***** EXTRACT TO READ

Assumptions like these aren't just the domain of obscure comedy situations, either. While a lot of comedy can be obviously seen in a context of status, like a comedian making fun of the ruling political party, a lot of jokes and interactions aren't so straightforward. What if a comedian takes a mundane topic such as popping bubble wrap and makes a joke out of that? Whose status is going up or down by commenting on a mundane activity that anyone might do?

The status advocate might suggest that what is happening is that everyone in the audience wasn't sure their joy in popping the little plastic bubbles was something everyone else did. Since the comedian has brought it out into the open, it reveals to everyone that it's not a private matter, but a common one. Everyone's status goes up because they go from individuals with private and potentially embarrassing habits to being regular people that everyone can relate to.

It's a plausible explanation, but not one could be derived from any evidence, even if we were to actually conduct the experiment. Just like the problems we had when asking the person who read the pun, we don't have a way of seeing status shifting in a person's mind, we only have the unreliable and biased method of asking. Where did the assumption of embarrassment come from? Why do we assume that people would initially consider their bubble-wrap popping habit to not be wide spread? It doesn't really matter if we assumed embarrassment, the uniqueness people feel, or anything else. They're all just assumptions we're putting in to make status work. If we were to do a survey and ask the audience what they thought, and if we found people who didn't feel embarrassed or different from the community, we could just as easily make up a status connection for them too. That guy who is proud of his bubble popping habit? He laughed precisely because he felt his status go up because he was proud of his own self confidence in not being ashamed of something other people weren't admitting to. See how easy the status assumption method is?

If ever a status theory comes across a situation which is outside of the status paradigm, the solution is simple. Just assume something about how status works that can't be known or disputed, and build an explanation out of that. Assume that the person reading a pun imagines someone telling it. Assume a hypothetical module in the brain that enables babies to perceive status. Assume whatever disposition the audience needs in order to feel their status go somewhere. Okham would not be impressed11 .

**********
***** GIVEN RECORDS

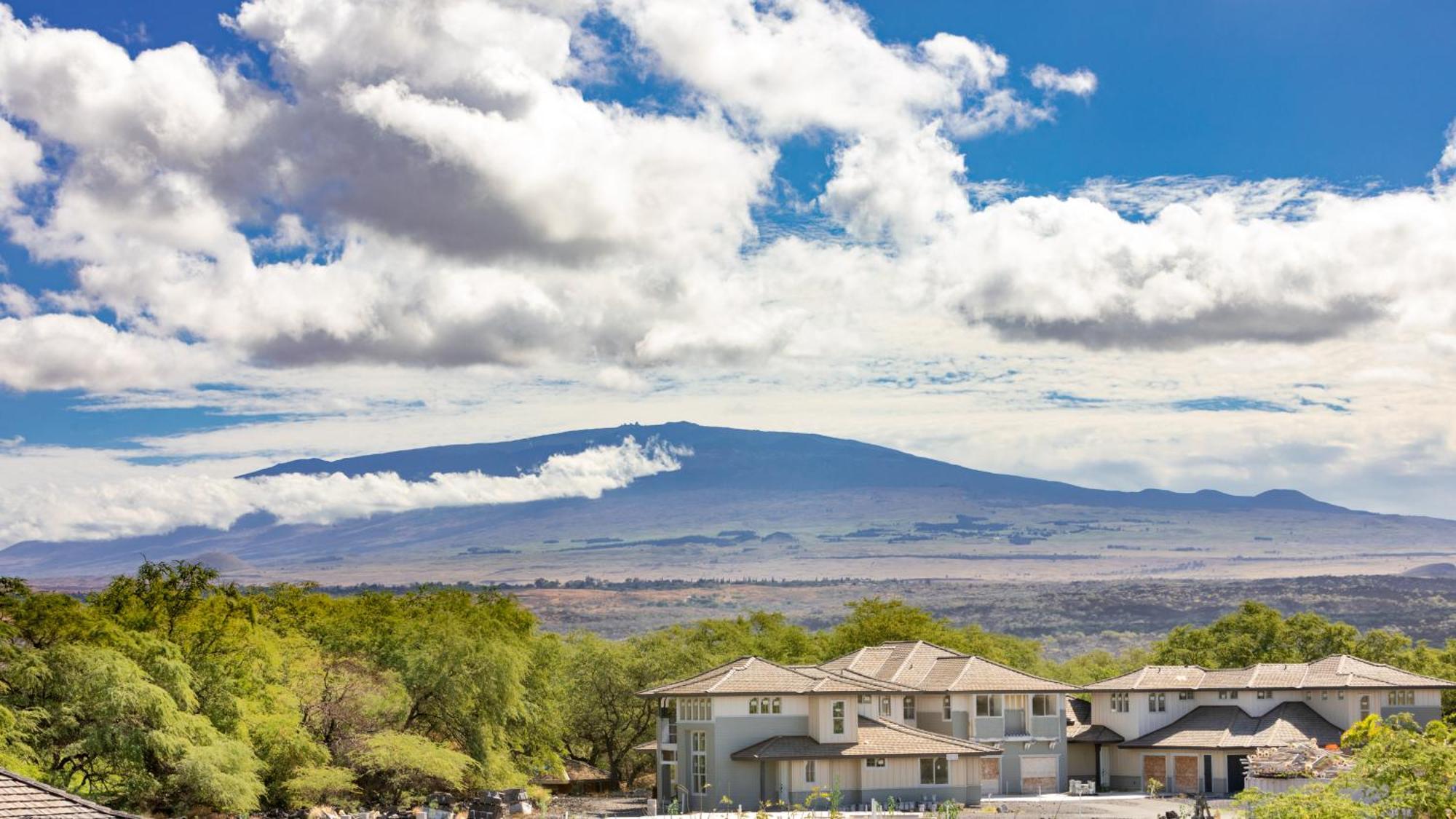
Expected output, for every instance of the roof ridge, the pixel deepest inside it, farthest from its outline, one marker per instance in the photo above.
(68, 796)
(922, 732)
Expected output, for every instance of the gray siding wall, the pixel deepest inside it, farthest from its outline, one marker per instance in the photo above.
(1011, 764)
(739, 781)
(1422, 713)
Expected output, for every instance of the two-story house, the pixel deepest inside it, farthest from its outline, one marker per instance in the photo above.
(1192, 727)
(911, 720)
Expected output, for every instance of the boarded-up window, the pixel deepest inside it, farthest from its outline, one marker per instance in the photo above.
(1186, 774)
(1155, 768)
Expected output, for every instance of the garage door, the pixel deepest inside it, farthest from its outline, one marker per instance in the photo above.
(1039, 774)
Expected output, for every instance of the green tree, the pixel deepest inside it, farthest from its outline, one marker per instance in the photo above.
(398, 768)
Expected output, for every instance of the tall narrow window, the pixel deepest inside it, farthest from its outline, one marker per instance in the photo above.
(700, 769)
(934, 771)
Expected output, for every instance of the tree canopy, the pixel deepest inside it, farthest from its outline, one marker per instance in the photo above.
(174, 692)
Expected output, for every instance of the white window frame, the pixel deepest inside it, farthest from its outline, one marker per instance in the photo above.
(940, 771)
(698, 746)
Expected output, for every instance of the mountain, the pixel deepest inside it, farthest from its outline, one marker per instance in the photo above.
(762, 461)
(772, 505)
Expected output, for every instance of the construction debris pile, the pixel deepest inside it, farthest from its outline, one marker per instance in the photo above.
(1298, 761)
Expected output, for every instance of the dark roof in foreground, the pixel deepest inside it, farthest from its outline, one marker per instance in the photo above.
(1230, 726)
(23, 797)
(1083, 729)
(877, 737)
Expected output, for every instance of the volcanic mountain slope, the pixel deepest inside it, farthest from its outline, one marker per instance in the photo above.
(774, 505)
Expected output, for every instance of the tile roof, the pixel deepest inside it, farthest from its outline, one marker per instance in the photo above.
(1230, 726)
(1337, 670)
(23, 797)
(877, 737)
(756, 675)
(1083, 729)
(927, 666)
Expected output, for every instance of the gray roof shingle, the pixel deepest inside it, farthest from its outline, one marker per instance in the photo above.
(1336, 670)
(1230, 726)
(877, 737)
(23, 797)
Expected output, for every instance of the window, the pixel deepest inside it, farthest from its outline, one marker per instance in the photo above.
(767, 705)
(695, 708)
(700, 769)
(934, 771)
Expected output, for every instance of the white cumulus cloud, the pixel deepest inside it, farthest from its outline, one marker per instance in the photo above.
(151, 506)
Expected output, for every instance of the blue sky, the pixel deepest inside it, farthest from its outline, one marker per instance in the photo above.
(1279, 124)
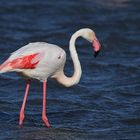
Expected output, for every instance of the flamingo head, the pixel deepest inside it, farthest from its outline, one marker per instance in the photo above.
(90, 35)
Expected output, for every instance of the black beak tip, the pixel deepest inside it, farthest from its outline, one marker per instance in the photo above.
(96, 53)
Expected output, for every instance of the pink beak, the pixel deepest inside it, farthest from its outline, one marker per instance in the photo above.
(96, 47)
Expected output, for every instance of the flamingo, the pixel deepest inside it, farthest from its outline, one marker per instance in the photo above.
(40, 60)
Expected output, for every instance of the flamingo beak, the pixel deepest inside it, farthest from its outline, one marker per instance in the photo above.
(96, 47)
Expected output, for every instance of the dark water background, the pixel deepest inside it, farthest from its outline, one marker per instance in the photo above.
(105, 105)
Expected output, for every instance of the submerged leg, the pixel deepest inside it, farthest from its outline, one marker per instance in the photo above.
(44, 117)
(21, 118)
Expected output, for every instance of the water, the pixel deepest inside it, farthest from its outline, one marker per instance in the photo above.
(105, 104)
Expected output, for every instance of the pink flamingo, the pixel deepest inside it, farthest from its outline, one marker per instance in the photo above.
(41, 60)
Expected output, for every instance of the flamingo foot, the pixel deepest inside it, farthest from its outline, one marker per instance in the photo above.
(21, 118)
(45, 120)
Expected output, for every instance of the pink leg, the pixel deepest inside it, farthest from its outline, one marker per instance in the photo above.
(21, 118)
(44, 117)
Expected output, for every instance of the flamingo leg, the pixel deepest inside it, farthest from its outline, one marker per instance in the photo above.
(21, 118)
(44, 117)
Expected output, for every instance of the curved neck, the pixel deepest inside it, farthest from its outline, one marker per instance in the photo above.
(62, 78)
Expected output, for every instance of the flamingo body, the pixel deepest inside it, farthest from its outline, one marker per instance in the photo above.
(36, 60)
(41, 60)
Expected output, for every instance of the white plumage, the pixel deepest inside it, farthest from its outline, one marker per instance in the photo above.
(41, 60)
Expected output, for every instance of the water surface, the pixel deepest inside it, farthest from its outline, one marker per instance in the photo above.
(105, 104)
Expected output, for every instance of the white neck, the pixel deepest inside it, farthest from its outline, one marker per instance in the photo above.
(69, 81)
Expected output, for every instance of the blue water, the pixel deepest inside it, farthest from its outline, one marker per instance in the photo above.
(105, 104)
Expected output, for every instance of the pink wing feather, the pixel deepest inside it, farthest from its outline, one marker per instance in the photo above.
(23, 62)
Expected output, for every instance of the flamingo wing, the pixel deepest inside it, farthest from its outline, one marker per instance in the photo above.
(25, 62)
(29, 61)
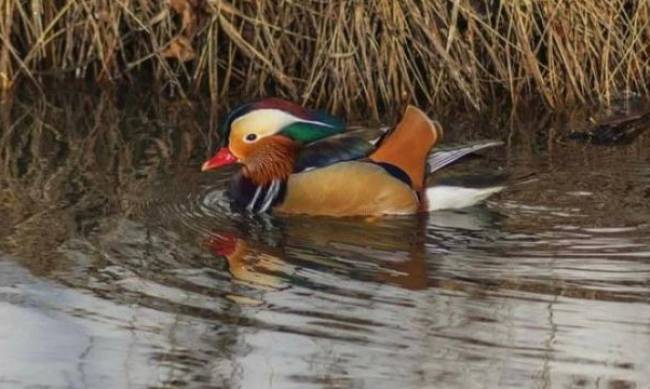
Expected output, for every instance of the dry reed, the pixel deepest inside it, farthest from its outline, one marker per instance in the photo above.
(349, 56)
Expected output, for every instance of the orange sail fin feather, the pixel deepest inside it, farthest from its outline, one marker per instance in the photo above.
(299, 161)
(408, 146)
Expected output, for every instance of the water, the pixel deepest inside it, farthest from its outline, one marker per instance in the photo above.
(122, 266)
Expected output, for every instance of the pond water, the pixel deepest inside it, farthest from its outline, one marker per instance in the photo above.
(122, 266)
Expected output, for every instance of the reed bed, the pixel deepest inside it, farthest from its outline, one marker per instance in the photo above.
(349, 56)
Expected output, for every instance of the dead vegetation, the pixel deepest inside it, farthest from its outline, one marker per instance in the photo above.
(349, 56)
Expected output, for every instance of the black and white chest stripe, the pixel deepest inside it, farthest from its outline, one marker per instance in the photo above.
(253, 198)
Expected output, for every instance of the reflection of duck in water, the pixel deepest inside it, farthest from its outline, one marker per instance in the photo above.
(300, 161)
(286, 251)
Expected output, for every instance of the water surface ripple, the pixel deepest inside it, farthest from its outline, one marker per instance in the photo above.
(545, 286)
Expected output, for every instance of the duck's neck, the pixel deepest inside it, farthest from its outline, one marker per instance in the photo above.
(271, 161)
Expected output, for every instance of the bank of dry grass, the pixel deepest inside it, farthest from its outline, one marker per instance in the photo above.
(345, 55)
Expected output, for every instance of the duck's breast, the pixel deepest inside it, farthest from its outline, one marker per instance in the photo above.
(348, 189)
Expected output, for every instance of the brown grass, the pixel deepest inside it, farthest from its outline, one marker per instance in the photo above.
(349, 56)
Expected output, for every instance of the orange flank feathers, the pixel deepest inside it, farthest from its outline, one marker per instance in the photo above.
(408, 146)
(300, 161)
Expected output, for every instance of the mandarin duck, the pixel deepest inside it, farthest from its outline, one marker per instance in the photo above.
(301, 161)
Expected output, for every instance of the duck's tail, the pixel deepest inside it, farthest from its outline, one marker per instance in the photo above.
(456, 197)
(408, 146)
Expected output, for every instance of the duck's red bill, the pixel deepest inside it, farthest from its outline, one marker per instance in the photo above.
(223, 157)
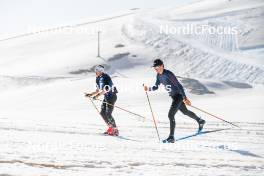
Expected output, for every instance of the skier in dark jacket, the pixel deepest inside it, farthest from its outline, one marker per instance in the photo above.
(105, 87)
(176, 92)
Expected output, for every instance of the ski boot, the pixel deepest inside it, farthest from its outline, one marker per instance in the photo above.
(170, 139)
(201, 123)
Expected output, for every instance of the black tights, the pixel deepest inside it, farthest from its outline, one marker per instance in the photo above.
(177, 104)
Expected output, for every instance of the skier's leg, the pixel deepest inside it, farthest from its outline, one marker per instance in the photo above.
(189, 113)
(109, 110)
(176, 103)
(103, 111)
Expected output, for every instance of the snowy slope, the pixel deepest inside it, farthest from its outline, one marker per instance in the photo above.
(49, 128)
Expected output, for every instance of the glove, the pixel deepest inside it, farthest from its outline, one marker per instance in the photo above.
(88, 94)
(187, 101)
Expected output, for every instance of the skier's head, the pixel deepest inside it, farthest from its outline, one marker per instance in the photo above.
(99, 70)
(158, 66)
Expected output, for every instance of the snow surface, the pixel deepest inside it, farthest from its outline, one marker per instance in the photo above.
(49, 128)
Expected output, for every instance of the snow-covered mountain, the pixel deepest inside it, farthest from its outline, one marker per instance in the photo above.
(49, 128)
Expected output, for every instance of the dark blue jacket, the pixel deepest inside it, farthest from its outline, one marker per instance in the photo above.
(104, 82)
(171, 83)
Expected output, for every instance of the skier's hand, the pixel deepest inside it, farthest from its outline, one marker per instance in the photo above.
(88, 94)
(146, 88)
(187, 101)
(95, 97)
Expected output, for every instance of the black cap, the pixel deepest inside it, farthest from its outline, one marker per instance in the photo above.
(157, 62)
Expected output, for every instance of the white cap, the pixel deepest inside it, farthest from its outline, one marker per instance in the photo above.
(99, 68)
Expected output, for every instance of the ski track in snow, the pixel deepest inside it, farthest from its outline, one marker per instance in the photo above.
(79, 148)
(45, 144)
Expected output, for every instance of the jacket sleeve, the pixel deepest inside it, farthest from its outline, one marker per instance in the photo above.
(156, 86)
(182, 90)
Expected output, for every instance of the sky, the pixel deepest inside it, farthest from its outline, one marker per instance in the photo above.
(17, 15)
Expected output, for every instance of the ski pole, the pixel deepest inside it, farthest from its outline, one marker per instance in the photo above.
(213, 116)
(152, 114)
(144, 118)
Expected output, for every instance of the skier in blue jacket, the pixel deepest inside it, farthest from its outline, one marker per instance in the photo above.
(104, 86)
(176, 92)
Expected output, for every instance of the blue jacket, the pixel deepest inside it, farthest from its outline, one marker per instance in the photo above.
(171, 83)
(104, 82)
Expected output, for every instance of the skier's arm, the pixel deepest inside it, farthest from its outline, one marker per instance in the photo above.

**********

WHAT IS ASKED =>
**1.** In the text about comedy and status, why can't the status explanation of the bubble wrap joke be backed by evidence, even with a real experiment? Answer in one to three sentences.
**2.** Write the next part of the text about comedy and status, starting after its last sentence.
These lines have nothing to do with the text about comedy and status.

ANSWERS PER TASK =>
**1.** There is no way to see status shifting inside a person's mind. The only method available is asking people, and that method is unreliable and biased.

**2.**
Status seems like the most complete explanation of comedy only because status has enough unknown territory of its own that can be mined for all the assumptions you need. By starting with the axiom that all comedy is status and then justifying after the fact how the status fits into the joke, the whole purpose of finding the root cause of humour has been turned on its head.

What have you explained by saying humour is status, if the definition of status can be anything it needs to be in order to explain humour?

footnotes

Comments

Comment from: Colin

Monday, December 7, 2009

A lot to think about, in my already busy thinking schedule. I like to joke and listen to jokes because I simply love to laugh. Your stuff is always fun to read. Keep up the hard work!

Comment from: Realitybytesq

Tuesday, December 8, 2009

I've had this same discussion about someone having "to be the butt of the joke". I kind of detest that idea, because it kind of suggests that humor is largely "mean spirited".

Comment from: Mercilessmercy

Tuesday, December 8, 2009

This is really very fascinating stuff, and I can't wait for the paperback!

Comment from: AirJer

Wednesday, December 9, 2009

I really like what I've read so far. I've had these sorts of conversations myself, and am surprised that they were perhaps, somewhat universal. The comedy truth is out there!